### Problem details
Please identify every line below that contains the word "starbucks" and copy each of those lines.
## Begin Records for processing
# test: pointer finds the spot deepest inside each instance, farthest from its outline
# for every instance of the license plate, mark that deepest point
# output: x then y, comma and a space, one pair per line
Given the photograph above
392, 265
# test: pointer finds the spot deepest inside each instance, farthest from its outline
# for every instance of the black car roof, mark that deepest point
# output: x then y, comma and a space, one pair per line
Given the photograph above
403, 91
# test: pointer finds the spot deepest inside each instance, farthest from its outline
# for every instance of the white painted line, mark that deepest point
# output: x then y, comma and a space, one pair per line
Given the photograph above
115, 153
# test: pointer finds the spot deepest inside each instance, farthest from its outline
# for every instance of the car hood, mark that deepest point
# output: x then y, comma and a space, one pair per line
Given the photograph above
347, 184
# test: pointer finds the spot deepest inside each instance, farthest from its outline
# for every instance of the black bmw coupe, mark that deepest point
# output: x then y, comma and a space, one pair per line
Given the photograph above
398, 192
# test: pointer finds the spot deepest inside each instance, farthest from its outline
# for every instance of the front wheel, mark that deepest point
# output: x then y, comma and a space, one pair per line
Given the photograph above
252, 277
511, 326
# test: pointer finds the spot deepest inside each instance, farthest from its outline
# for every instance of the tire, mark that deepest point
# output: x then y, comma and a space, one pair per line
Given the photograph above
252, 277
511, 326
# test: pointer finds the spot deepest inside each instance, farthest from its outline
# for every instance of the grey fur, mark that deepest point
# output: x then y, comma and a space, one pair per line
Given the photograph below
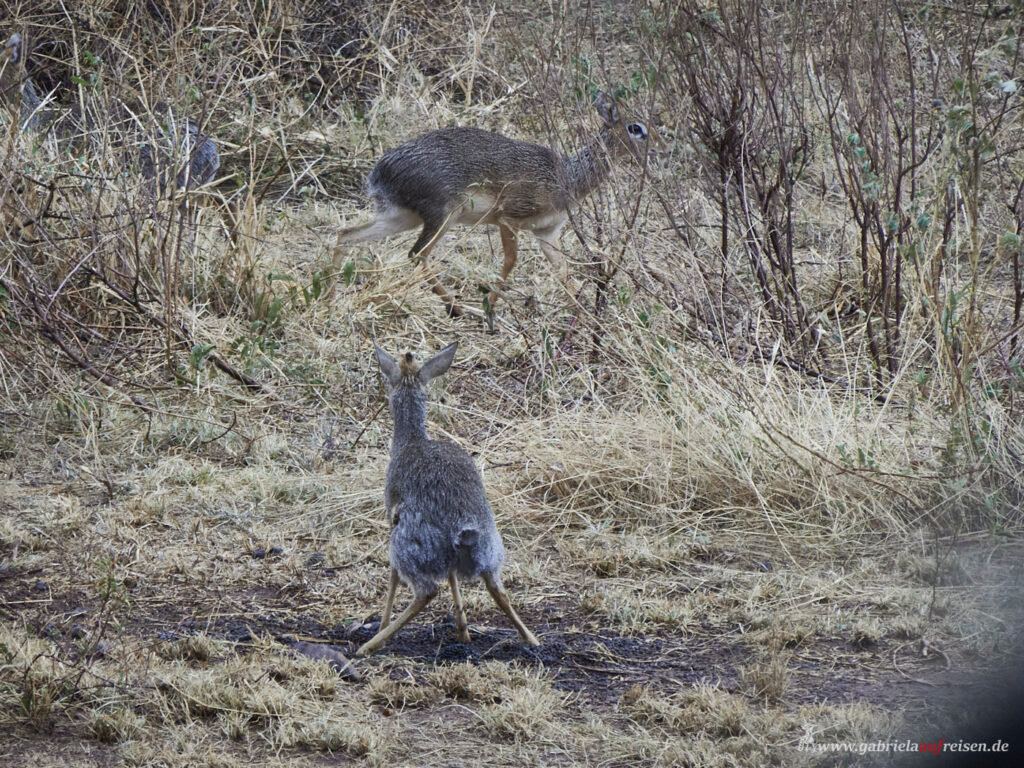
471, 176
441, 524
158, 151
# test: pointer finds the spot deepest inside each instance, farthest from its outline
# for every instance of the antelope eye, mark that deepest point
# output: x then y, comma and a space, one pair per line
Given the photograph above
636, 130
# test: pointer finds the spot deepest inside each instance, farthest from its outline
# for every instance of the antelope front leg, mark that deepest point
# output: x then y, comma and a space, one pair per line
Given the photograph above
418, 604
389, 601
498, 593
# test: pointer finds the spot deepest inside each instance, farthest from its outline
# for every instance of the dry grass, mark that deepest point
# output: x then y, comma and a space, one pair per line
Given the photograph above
721, 552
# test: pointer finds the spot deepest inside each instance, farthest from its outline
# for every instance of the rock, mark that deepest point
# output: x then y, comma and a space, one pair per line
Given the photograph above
339, 663
316, 558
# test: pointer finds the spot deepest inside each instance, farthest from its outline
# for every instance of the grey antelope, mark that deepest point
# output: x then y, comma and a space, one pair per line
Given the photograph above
32, 111
441, 524
471, 176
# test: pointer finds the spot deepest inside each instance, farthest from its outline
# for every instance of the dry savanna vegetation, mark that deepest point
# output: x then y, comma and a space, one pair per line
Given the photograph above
758, 465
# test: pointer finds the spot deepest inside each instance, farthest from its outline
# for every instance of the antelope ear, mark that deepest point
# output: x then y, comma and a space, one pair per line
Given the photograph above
388, 366
606, 108
438, 364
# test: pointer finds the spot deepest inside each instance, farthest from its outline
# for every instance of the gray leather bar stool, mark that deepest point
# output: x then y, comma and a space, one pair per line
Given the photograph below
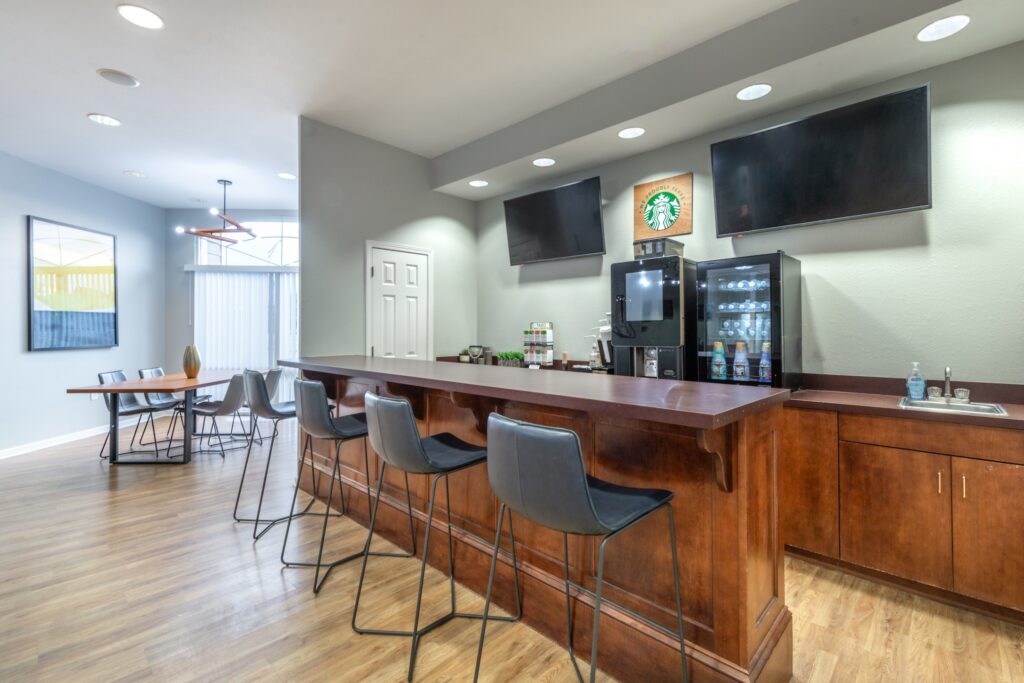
261, 407
396, 439
538, 472
313, 412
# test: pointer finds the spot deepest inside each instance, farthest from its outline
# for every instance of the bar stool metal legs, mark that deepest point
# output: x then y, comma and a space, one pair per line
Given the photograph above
419, 631
569, 585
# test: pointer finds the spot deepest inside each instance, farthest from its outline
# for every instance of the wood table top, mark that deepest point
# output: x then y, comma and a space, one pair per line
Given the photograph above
167, 383
698, 404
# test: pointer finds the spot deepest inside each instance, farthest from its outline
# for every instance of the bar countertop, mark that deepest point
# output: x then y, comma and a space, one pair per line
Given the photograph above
695, 404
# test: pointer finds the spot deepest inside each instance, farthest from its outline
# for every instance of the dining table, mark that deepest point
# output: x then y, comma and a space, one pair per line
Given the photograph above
173, 383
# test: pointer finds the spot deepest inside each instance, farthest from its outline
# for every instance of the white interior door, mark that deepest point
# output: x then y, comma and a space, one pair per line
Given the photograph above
399, 303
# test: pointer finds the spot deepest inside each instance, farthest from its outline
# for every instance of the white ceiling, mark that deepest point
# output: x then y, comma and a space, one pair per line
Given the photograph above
223, 83
872, 58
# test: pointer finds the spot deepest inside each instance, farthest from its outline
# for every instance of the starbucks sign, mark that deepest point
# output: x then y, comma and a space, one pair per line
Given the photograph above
664, 208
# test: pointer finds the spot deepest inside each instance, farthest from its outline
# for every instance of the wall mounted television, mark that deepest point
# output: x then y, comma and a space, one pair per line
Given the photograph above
866, 159
563, 222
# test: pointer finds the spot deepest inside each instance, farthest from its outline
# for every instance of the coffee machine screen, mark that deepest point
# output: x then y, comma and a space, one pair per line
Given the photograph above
644, 296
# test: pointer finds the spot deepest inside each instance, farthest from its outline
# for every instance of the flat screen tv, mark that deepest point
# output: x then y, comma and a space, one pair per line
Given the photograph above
861, 160
555, 223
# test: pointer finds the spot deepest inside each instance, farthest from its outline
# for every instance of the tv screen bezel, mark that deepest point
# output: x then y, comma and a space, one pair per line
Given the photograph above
928, 140
600, 195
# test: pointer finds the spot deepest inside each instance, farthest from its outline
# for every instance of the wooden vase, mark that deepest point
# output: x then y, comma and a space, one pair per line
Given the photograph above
192, 363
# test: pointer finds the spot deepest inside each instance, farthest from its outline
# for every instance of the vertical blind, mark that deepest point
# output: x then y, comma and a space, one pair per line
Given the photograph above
247, 321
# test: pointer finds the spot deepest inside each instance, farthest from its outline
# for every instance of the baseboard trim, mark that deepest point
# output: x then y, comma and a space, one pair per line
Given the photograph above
32, 446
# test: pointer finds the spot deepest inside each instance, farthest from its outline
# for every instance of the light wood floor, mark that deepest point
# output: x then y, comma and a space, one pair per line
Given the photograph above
139, 573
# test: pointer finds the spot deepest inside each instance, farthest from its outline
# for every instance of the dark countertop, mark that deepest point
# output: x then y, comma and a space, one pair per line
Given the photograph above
885, 404
696, 404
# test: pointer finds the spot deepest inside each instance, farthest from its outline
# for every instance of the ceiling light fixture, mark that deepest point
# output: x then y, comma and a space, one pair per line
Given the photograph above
118, 77
140, 16
943, 28
756, 91
103, 120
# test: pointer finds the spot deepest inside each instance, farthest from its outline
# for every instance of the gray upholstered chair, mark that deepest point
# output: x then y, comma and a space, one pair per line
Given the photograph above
261, 407
315, 419
235, 396
538, 472
396, 440
128, 406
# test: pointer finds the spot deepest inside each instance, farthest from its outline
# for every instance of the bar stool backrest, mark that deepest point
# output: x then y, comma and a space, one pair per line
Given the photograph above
126, 401
257, 395
392, 432
539, 473
158, 396
312, 410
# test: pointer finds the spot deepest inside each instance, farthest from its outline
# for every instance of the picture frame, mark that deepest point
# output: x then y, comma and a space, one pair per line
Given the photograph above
73, 292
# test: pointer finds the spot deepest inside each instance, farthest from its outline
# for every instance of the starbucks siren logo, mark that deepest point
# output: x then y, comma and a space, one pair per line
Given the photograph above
662, 211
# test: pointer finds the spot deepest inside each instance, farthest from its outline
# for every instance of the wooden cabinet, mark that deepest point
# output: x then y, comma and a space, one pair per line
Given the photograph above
895, 508
988, 530
810, 480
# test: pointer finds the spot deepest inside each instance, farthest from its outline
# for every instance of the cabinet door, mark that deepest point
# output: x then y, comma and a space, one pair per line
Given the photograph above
810, 480
988, 530
895, 512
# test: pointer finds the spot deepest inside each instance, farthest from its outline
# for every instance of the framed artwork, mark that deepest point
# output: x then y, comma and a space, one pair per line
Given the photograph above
663, 208
73, 287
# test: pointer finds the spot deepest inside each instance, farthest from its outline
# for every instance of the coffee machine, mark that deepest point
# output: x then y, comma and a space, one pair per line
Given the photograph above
653, 312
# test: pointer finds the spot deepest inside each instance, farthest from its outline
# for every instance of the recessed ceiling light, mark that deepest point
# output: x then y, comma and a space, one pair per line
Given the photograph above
140, 16
118, 77
103, 120
943, 28
756, 91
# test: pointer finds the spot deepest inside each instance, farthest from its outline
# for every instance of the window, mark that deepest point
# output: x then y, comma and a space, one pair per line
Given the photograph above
246, 301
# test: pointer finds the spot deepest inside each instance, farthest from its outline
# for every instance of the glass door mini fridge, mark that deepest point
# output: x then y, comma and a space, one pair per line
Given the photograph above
749, 330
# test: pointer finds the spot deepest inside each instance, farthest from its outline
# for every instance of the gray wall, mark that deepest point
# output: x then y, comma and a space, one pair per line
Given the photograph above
35, 406
353, 189
941, 286
179, 252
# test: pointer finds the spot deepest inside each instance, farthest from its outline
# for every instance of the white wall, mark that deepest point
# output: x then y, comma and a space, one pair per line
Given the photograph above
942, 286
34, 406
353, 189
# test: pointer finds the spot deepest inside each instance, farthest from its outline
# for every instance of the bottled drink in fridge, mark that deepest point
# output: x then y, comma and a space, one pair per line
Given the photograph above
764, 368
718, 367
740, 365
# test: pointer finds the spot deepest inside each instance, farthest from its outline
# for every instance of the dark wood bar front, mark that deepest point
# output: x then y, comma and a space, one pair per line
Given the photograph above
715, 446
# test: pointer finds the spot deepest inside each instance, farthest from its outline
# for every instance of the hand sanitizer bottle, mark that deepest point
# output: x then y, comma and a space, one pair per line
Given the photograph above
915, 383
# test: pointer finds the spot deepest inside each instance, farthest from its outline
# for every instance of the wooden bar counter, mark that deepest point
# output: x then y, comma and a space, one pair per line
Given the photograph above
716, 446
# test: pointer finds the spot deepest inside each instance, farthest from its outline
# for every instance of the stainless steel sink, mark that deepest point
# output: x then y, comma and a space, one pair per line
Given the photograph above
950, 406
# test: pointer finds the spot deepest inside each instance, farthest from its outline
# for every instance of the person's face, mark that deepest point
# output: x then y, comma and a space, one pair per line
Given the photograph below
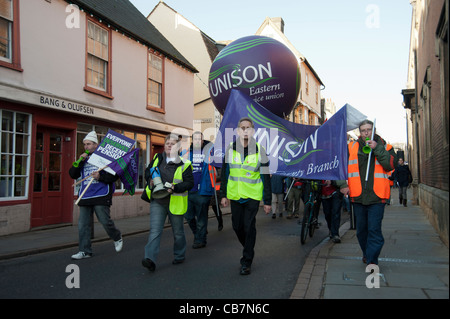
365, 130
197, 141
89, 146
245, 130
171, 147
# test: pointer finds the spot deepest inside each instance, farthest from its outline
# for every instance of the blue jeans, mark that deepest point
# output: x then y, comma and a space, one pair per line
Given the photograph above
332, 210
368, 230
84, 225
158, 214
197, 216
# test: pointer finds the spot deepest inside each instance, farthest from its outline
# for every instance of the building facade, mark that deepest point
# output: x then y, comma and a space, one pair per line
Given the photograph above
91, 66
426, 99
307, 110
201, 51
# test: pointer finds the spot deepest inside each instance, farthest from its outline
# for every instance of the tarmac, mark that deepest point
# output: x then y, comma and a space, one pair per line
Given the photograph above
414, 262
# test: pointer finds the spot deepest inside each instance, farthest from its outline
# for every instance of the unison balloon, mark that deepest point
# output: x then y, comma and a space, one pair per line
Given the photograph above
261, 67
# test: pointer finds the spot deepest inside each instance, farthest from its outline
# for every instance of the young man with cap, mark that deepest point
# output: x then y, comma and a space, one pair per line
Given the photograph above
98, 198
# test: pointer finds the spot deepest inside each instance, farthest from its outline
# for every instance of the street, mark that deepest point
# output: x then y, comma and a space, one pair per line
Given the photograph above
208, 273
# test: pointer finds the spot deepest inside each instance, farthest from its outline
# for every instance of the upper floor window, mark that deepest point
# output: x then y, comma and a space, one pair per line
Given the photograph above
307, 83
155, 83
9, 34
98, 68
6, 22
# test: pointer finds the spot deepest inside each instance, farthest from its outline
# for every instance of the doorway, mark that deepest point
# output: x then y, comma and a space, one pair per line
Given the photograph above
52, 191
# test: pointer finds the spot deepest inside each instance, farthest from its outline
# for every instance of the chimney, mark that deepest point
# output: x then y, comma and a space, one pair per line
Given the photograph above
279, 23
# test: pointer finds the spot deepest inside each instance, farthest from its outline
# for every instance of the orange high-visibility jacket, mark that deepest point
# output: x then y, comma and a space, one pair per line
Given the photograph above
381, 185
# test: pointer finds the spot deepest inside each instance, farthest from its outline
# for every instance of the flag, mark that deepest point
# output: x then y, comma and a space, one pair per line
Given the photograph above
126, 167
296, 150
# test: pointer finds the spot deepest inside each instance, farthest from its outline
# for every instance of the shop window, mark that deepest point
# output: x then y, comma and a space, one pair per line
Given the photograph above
155, 83
15, 155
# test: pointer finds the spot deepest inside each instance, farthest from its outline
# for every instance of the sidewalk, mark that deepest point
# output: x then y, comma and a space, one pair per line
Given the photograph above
413, 264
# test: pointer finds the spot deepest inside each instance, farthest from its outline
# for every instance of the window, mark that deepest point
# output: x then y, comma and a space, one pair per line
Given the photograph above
9, 34
6, 21
98, 71
155, 83
141, 143
15, 155
307, 84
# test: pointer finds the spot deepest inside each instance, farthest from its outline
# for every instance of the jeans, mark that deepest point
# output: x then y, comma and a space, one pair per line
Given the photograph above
243, 219
277, 203
84, 225
368, 230
197, 216
294, 196
158, 214
332, 210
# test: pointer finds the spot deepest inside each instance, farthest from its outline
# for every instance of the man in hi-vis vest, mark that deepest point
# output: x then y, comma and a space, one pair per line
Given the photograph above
370, 196
172, 200
245, 181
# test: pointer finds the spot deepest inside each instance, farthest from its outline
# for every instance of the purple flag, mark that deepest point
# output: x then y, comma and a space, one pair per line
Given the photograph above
126, 167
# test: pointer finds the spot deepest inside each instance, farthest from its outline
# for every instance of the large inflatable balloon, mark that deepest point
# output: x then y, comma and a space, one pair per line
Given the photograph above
261, 67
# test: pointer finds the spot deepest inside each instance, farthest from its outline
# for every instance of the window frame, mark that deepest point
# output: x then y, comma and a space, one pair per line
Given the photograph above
154, 107
107, 92
14, 62
15, 154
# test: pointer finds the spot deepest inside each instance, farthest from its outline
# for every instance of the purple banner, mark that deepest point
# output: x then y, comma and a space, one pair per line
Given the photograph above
304, 151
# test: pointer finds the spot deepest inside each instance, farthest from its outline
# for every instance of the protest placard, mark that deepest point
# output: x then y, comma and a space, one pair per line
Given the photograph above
112, 147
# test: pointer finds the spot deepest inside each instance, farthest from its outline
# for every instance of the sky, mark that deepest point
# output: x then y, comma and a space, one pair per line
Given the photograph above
358, 48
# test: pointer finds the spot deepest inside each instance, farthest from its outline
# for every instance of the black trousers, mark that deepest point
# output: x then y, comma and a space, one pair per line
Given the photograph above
243, 218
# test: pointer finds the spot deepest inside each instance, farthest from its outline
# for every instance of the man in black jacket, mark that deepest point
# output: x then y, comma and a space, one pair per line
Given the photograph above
98, 198
403, 176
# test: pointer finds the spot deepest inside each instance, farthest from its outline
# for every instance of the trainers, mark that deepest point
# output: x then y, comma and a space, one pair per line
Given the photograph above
149, 264
118, 244
336, 239
81, 255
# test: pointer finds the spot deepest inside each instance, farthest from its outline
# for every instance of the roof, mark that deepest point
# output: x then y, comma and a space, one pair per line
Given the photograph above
124, 16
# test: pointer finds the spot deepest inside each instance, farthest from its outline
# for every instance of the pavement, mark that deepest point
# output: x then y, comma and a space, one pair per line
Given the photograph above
414, 262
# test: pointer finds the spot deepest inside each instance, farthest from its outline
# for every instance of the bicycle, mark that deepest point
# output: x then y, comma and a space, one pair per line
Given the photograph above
310, 221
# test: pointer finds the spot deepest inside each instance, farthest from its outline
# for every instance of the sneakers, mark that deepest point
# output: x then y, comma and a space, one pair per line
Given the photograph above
149, 264
336, 239
81, 255
118, 245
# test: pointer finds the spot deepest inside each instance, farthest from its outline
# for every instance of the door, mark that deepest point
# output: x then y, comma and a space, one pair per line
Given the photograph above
50, 197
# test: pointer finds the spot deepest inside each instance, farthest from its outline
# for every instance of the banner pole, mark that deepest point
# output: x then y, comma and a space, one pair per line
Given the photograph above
82, 194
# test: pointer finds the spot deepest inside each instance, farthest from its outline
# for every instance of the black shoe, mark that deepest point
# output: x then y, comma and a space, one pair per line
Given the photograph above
147, 263
245, 270
177, 261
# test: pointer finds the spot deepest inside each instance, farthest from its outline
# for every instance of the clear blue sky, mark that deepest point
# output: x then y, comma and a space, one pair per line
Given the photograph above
359, 48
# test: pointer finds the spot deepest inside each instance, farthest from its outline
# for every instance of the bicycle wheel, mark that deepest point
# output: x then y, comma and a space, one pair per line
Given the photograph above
305, 222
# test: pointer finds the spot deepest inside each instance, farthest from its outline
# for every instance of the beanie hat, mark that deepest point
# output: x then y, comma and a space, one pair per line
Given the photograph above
92, 136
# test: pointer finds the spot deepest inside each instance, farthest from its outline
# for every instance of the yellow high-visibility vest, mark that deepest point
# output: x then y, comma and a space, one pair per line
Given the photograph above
178, 201
244, 180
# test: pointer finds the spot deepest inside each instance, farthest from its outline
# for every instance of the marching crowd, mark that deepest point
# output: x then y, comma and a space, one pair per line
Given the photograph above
182, 184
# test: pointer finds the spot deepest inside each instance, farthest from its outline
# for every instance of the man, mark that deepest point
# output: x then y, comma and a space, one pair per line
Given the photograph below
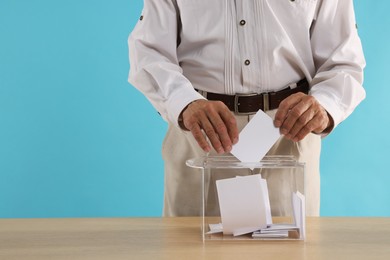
## End Records for processing
### Task result
# for every instance of the starbucks sign, mark that deepest point
# for every instance of the starbucks siren logo, mark that deepest point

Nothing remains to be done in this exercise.